=== STORED RECORDS ===
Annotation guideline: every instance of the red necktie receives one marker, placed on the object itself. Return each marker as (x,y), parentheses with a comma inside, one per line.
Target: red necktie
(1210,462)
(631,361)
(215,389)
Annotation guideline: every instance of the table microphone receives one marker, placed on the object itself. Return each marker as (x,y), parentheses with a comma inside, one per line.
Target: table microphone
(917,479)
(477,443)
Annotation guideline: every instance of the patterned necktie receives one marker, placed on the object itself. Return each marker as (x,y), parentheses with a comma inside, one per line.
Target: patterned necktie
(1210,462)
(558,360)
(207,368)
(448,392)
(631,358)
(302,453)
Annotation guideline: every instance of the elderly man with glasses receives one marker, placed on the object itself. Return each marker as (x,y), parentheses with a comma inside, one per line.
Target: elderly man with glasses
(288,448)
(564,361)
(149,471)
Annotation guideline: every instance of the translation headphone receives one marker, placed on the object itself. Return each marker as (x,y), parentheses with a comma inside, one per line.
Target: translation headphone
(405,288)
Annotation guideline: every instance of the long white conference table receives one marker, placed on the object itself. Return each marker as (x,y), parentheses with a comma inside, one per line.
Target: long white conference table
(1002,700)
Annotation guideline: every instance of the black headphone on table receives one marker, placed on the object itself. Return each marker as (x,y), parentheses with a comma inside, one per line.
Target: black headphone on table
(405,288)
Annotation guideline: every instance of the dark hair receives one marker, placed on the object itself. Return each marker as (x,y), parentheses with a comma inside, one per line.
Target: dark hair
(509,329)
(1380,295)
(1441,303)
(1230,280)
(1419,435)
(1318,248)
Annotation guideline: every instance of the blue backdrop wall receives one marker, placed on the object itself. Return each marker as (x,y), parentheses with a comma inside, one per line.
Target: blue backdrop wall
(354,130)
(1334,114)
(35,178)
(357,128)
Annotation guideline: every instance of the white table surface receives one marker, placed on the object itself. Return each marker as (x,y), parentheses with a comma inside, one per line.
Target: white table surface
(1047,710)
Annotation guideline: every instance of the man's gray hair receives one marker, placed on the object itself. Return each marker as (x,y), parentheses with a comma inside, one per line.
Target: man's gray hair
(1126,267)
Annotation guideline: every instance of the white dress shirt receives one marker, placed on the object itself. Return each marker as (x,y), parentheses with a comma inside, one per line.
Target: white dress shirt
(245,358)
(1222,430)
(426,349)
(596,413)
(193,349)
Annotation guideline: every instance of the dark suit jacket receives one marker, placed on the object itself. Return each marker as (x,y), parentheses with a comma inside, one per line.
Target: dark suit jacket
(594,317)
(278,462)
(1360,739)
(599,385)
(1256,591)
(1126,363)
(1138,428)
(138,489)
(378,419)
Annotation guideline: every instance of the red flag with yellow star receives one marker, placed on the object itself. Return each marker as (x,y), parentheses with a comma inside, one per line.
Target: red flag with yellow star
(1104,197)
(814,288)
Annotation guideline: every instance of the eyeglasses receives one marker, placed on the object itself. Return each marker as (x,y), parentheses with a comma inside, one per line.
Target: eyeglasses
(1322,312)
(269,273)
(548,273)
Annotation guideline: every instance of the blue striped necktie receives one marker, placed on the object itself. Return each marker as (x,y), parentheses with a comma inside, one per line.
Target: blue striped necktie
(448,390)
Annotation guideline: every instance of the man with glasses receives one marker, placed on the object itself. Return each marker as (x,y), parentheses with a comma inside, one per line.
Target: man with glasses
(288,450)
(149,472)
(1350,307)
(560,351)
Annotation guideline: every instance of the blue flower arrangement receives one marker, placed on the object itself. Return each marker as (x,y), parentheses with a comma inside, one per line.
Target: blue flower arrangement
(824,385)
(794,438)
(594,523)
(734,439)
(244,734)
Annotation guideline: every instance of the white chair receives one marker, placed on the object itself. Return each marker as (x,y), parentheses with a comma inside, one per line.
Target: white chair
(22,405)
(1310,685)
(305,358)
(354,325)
===
THE PROBLEM:
Return the lines beginning at the one that contains "Annotation guideline: every instance of the eyeglasses" and continuing through the last line of the data, exactly as they stand and without any others.

REPLY TO THE TASK:
Annotation guideline: every instance of the eyeglasses receives one marker, placed on the object itself. Return each marker as (x,y), parentheses with a comma inside, one per line.
Target: eyeglasses
(1322,312)
(269,273)
(548,273)
Annotation guideline: every instance of the blue striped necktie receives one marker, placed on the object itself. Return each marker as (x,y), parentheses with a comma inside, one per line.
Target: blue striped necktie
(448,390)
Annotation guideline: every instance of the man with glasses receives one marker, placed on the object itself. Return each marker as (x,y), parentheses with a comma inside, one per line.
Target: man with glasses
(288,450)
(149,472)
(1350,307)
(560,351)
Annotation guideline: every instance of the blue flower arrangement receives one marker, placed on the object itself. Return each marker as (x,y), parentheses with a comma inside, one per line.
Target: blue flower arrangement
(824,385)
(794,438)
(594,523)
(734,439)
(244,734)
Annotation guideline: every instance of the white chair receives one marker, placed on the object itself. Return each marker as (x,y), parentheses with a comma inside, one per line.
Target: white chair
(22,405)
(1310,685)
(305,358)
(354,325)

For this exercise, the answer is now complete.